§ **EXCERPT**:
----------
But, I would never bastardize so great a dish as cheesecake with that “tofu”. I set out to create a tofu recipe which would satisfy the yearning for my beloved American-Chinese takeout dish, and keep me from sneaking into the kitchen of some random back alley dive to lick the grease traps.
You’ll notice I keep referring to it as, “American-Chinese.” I genuinely doubt that General Tso’s chicken is an authentically Chinese dish. None of the research I’ve done on it has produced any native Chinese roots. Canal Street roots, more believable; but definitely not Ming Dynasty roots, nah. My General Tso’s Vegan “Chicken” is a play on the authentic in a, surprisingly, edible way. We’ve coated the FIRM, twice-pressed, tofu in a cornstarch batter which gives it an amazing crunch; even after being bathed in the sweet and spicy tamari-based sauce.
After making it for this blog post, the Twinks had almost finished both helpings they asked for before I revealed they had eaten General Tso’s Vegan “Chicken” and not the real deal. A slight look of betrayal crossed their face…as they slipped the last of the tofu into their mouths. Greed trumps indignation, Homies. Every. Single. Time.
So, what happened to my Rastafarian ways? Well, I held out for three long years before Hector, AKA The Soldier, happened. When we started dating, he suffered in silence for all of about three months. The day he finally broke, he sobbed, “I just want a pork chop!! PLEASE!!!”
Poor guy. I fried him up some pork chops and, somehow, ended up sucking the marrow out of a bone that was snatched from Hector’s hand! I have no idea how it happened. Must’ve slipped, or something. Thankfully, now that I’ve perfected the General Tso’s Vegan “Chicken” recipe, he enjoys whenever I make it.
Pin the recipe to make later and check out these other vegetarian recipes (they’re hard to come by ’round these parts):
General Tso's Vegan "Chicken"
A delicious spin on an American Chinese take-out dish. You'd never guess this vegan General Tso "Chicken" wasn't the real deal. Easy to make and great to enjoy!
- 1 14 oz package of firm or extra firm tofu, pressed and cubed (see note)
- kosher salt to taste
- freshly ground black pepper to taste
- 1 cup cornstarch
- 1/4 cup orange juice freshly squeezed, preferably
- 1/4 cup vegetable broth chicken broth is okay if you're not vegan
- 2 cups canola or peanut oil for frying
- 1 tbsp cornstarch
- 1/2 cup granulated sugar
- 1/2 cup vegetable broth
- 1/4 cup tamari or soy sauce
- 1/4 cup orange juice
- 2 tbsp sesame oil
- 1 tbsp rice wine vinegar
- 2 tsp orange zest
- 4 green onions thinly sliced (1 tbsp reserved for garnish)
----------
§ **WORK TO COMPLETE**:
Put this sentence from the vegan General Tso's recipe into Spanish: "None of the research I’ve done on it has produced any native Chinese roots."

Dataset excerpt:
----------
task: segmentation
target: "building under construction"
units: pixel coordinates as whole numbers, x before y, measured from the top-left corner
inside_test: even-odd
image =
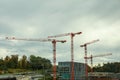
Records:
[[[71,62],[59,62],[59,80],[71,79]],[[85,80],[85,64],[74,62],[74,80]]]

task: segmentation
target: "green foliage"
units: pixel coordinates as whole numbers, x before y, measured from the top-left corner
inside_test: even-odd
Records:
[[[21,59],[19,59],[18,55],[11,55],[11,57],[6,56],[4,59],[0,59],[0,71],[7,71],[10,73],[19,72],[20,69],[22,71],[24,71],[24,69],[47,70],[51,69],[51,67],[52,64],[50,60],[35,55],[30,55],[29,60],[25,55],[23,55]],[[13,71],[12,69],[16,70]]]

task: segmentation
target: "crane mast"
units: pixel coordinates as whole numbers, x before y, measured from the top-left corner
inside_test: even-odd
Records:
----------
§ **FINAL RESULT**:
Ninguna de las investigaciones que he hecho sobre él ha dado con raíces originarias de China.